→ **Written request**: Quote the blog post about defining a hero below word for word, starting with "But wait, on" and going on through "Ahab or Ishmael?".

→ **Document passage**:
○ ○ ○

Thursday, August 05, 2010

The Hero Project #5: So What Is A Hero Anyway?

So you may have noticed that I’ve spent the whole week shifting around my definition of what a hero is, but I can’t ever nail it down. But the one thing that everybody seems to agree on is that it should be nailed down. Because of the bias towards sole protagonists, writing advice frequently contains variations of the one true way to determine who we’re really rooting for.

But does the one true hero exist? Let’s look at one of my favorite Hollywood blockbusters of the last decade: Pirates of the Caribbean: Curse of the Black Pearl. Who’s the protagonist? I usually assume that the protagonist is the one who changes the most, the one who has the longest inner journey. That’s clearly Orlando Bloom’s character. He goes from hating pirates with a passion to declaring himself a pirate.

But Todd Alcott recently did a fantastic four-part analysis of this screenplay over at his blog. He declares that Keira Knightley’s character is the sole protagonist. She’s certainly the POV character for the opening scenes and her desire to be a pirate sets the whole story in motion. The movie is her wish fulfillment fantasy.

Of course, Johnny Depp is the one we like the most, and the movie does end on him getting what he wants, so maybe it’s him. After all, he’s the only one they bothered to re-hire for the fourth movie that’s currently in production…

But wait, on his own advice blog, John August recently declared that the protagonist is always the person who suffers the most. Well then it’s Geoffrey Rush! Actually, that makes a lot of sense: the other three are pursuing pleasure (Elizabeth and Jack want to go to sea, Will wants Elizabeth). Rush on the other hand is trying to make amends for his past, lift an evil curse, and save his whole crew, all while suffering horrible torments. Now that’s a hero’s journey!

So maybe there isn’t any one-size-fits-all definition? Next week, I’ll finally arrive at the point of all this: The Nine Types of Heroes!

3 comments:

christinembird said...

Some old questions in American lit:

Who is the hero of The Great Gatsby: Nick or Gatsby?

Who is the hero of Moby Dick: Ahab or Ishmael?

Anonymous said...

○ ○ ○

→ **Given records**:

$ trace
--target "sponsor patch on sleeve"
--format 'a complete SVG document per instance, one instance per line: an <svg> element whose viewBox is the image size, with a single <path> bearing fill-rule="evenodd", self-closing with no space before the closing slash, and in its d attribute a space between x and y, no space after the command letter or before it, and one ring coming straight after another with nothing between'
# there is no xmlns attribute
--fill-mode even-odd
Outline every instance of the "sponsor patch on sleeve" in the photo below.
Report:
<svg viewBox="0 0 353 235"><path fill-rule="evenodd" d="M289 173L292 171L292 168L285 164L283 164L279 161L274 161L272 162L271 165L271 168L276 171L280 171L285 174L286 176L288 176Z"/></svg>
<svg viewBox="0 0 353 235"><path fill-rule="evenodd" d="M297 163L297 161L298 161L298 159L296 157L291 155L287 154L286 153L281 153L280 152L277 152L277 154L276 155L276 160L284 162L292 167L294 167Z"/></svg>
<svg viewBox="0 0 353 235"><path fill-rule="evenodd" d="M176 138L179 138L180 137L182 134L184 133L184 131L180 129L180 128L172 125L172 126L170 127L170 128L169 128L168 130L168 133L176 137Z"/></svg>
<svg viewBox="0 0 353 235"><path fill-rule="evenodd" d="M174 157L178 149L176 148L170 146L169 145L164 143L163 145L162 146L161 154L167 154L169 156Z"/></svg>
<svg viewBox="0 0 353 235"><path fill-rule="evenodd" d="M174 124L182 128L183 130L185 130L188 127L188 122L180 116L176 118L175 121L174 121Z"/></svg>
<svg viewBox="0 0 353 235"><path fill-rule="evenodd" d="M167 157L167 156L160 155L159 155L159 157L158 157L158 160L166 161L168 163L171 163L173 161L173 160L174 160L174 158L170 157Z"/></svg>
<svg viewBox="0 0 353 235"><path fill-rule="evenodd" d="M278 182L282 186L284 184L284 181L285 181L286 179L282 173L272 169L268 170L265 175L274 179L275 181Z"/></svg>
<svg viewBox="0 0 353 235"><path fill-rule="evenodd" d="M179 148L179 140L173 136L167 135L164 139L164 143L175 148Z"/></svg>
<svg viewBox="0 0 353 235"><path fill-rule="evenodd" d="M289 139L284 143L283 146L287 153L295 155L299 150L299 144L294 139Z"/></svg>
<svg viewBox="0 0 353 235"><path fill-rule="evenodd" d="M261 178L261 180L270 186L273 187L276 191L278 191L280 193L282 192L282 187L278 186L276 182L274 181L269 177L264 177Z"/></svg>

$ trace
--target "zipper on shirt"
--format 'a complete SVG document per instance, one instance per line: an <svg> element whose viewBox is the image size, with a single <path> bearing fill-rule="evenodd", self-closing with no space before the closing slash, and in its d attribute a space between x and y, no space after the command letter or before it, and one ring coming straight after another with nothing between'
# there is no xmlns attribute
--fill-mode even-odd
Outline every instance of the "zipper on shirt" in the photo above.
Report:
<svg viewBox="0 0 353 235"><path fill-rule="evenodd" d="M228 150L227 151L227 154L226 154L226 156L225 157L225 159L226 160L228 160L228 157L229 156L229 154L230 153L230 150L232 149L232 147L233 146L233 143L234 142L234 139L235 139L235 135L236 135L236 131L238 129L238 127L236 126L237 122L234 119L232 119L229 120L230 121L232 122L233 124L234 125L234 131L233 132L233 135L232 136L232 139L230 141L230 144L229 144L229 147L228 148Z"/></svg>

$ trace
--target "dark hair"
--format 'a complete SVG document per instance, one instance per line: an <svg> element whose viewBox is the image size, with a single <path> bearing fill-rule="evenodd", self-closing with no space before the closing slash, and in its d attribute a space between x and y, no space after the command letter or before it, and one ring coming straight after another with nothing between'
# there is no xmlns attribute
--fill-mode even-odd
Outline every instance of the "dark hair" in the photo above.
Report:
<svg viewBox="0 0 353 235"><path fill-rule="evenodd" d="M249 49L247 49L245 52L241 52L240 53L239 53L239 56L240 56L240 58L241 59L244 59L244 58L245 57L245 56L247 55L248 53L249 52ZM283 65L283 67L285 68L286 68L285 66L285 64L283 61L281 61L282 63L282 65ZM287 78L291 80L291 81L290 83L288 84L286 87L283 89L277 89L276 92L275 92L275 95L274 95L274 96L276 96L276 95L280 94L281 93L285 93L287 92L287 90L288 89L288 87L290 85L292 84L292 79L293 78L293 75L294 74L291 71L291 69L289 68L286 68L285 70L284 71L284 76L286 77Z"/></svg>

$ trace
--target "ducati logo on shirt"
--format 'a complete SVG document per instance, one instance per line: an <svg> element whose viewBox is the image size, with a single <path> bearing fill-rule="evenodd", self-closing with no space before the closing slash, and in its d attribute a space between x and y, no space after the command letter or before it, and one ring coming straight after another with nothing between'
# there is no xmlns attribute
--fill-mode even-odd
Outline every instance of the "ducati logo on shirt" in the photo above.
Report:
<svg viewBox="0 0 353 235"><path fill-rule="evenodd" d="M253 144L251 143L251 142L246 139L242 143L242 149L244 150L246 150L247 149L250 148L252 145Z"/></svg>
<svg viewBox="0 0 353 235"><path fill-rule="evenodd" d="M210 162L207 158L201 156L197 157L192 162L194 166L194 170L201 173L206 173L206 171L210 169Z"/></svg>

○ ○ ○

→ **Solution for this exercise**:
But wait, on his own advice blog, John August recently declared that the protagonist is always the person who suffers the most. Well then it’s Geoffrey Rush! Actually, that makes a lot of sense: the other three are pursuing pleasure (Elizabeth and Jack want to go to sea, Will wants Elizabeth). Rush on the other hand is trying to make amends for his past, lift an evil curse, and save his whole crew, all while suffering horrible torments. Now that’s a hero’s journey!

So maybe there isn’t any one-size-fits-all definition? Next week, I’ll finally arrive at the point of all this: The Nine Types of Heroes!

3 comments:

christinembird said...

Some old questions in American lit:

Who is the hero of The Great Gatsby: Nick or Gatsby?

Who is the hero of Moby Dick: Ahab or Ishmael?